▶

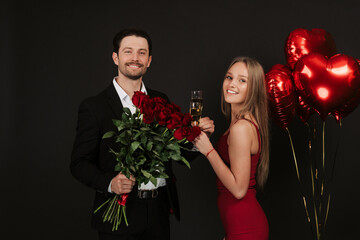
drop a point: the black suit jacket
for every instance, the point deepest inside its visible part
(93, 164)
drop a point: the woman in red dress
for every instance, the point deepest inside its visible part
(241, 157)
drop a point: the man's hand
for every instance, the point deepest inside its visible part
(207, 125)
(121, 184)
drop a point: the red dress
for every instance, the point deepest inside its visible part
(244, 218)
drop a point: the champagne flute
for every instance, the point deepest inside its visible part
(196, 105)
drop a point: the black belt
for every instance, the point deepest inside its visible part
(148, 194)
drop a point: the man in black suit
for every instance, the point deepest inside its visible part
(148, 206)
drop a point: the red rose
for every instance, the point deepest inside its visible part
(174, 121)
(187, 119)
(138, 98)
(163, 115)
(195, 131)
(159, 100)
(147, 109)
(173, 107)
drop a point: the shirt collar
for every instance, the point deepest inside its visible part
(122, 94)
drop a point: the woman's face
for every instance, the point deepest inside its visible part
(235, 84)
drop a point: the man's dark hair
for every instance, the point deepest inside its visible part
(130, 32)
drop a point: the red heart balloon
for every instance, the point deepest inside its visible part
(301, 42)
(303, 110)
(326, 84)
(349, 106)
(281, 95)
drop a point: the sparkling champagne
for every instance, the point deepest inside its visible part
(196, 108)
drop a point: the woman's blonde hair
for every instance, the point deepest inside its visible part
(256, 104)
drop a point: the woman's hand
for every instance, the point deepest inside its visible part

◀

### Exercise instructions
Exactly as written, repeat the lines of the material above from the first through the line holding "drop a point: the champagne flute", with both ends in the copy and no pictures.

### Solution to the problem
drop a point: the black suit jacket
for every instance, the point deepest inside its visible part
(93, 164)
drop a point: the woman in red dress
for every instance, the point deepest inside its visible part
(241, 157)
drop a point: the man's hand
for every instance, the point deepest inside its visible part
(207, 125)
(121, 184)
drop a point: the red dress
for every instance, the point deepest inside its visible part
(244, 218)
drop a point: the champagne flute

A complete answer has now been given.